§ **Problem details**: Copy out every entry below word for word, leaving the pictures out of your reply.

§ **Stored data entries**:
☆ ☆ ☆

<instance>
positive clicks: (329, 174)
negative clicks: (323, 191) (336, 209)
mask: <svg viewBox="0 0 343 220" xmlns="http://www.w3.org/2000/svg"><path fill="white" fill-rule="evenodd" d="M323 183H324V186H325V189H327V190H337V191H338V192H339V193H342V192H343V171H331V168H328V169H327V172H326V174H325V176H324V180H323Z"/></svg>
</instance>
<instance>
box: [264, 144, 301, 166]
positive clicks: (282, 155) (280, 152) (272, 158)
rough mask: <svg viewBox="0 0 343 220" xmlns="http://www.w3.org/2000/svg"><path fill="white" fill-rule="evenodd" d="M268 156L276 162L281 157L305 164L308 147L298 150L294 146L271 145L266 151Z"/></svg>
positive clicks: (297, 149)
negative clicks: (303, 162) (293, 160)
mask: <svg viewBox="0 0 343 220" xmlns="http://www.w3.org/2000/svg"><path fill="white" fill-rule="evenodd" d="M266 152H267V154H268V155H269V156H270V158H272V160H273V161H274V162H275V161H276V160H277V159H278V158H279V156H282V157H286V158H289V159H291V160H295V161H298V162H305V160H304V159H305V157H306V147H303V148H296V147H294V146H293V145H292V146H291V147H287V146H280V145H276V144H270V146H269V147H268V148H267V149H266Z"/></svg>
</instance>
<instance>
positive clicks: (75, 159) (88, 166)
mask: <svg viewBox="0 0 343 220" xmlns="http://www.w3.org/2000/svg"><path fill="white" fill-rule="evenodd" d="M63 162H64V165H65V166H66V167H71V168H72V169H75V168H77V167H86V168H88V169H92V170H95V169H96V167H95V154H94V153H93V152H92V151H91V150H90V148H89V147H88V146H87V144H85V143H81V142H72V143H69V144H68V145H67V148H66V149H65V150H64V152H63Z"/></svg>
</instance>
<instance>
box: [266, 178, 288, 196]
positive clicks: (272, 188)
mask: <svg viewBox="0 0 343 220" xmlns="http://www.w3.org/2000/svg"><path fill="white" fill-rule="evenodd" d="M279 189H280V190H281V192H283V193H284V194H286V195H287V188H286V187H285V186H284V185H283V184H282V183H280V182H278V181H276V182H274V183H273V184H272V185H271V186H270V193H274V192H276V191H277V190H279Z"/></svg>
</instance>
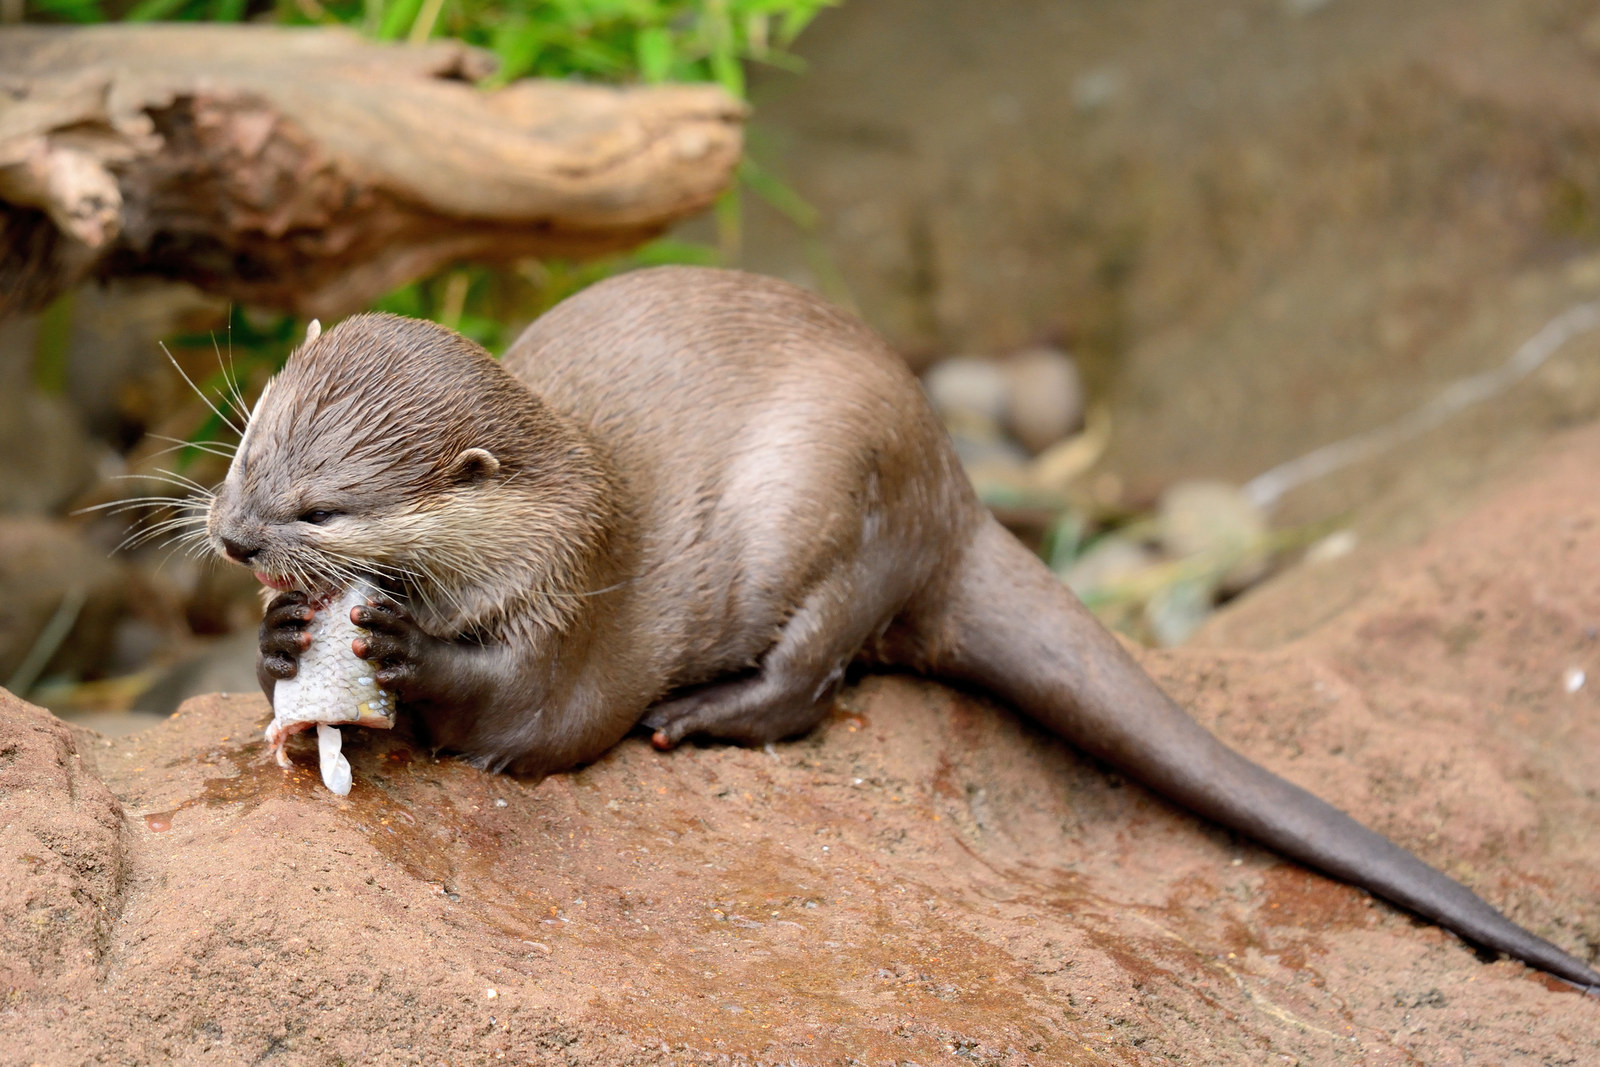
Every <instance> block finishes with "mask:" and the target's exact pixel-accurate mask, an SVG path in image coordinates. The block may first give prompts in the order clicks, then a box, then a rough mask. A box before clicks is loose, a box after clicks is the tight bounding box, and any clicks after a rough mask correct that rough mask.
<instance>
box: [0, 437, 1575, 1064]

☆ ☆ ☆

§ **Exercise solution**:
<instance>
positive clicks: (329, 174)
negative clicks: (323, 191) (336, 209)
mask: <svg viewBox="0 0 343 220" xmlns="http://www.w3.org/2000/svg"><path fill="white" fill-rule="evenodd" d="M323 183H324V186H325V189H327V190H337V191H338V192H339V193H342V192H343V171H331V168H328V169H327V172H326V174H325V176H324V180H323Z"/></svg>
</instance>
<instance>
box: [264, 144, 301, 166]
positive clicks: (282, 155) (280, 152) (272, 158)
rough mask: <svg viewBox="0 0 343 220" xmlns="http://www.w3.org/2000/svg"><path fill="white" fill-rule="evenodd" d="M268 156L276 162L281 157L305 164L308 147L298 150L294 146L271 145L266 151Z"/></svg>
positive clicks: (297, 149)
negative clicks: (303, 162) (293, 160)
mask: <svg viewBox="0 0 343 220" xmlns="http://www.w3.org/2000/svg"><path fill="white" fill-rule="evenodd" d="M266 152H267V154H268V155H269V156H270V158H272V160H273V161H274V162H275V161H276V160H277V159H278V158H279V156H282V157H286V158H289V159H291V160H295V161H298V162H305V160H304V159H305V157H306V147H303V148H296V147H294V146H293V145H292V146H291V147H287V146H280V145H276V144H270V146H269V147H268V148H267V149H266Z"/></svg>
</instance>
<instance>
positive clicks: (75, 159) (88, 166)
mask: <svg viewBox="0 0 343 220" xmlns="http://www.w3.org/2000/svg"><path fill="white" fill-rule="evenodd" d="M63 162H64V165H65V166H66V167H71V168H72V169H75V168H77V167H86V168H88V169H92V170H95V169H96V167H95V154H94V153H93V152H92V151H91V150H90V148H89V147H88V146H87V144H85V143H81V142H72V143H69V144H68V145H67V148H66V149H65V150H64V152H63Z"/></svg>
</instance>
<instance>
box: [266, 178, 288, 196]
positive clicks: (272, 188)
mask: <svg viewBox="0 0 343 220" xmlns="http://www.w3.org/2000/svg"><path fill="white" fill-rule="evenodd" d="M279 189H280V190H281V192H283V193H284V194H286V195H287V188H286V187H285V186H284V185H283V184H282V183H280V182H278V181H276V182H274V183H273V184H272V185H271V186H270V193H274V192H276V191H277V190H279Z"/></svg>
</instance>
Every <instance> block finishes with "mask:" and the target's exact pixel-accurate mask, an SVG path in image coordinates. The block may first give prompts in the order clicks, then a box, then a rough mask. A box before clicks is loose, a box after clicks is the tight bounding box, and any clicks after a rough mask correct that rough mask.
<instance>
box: [0, 437, 1575, 1064]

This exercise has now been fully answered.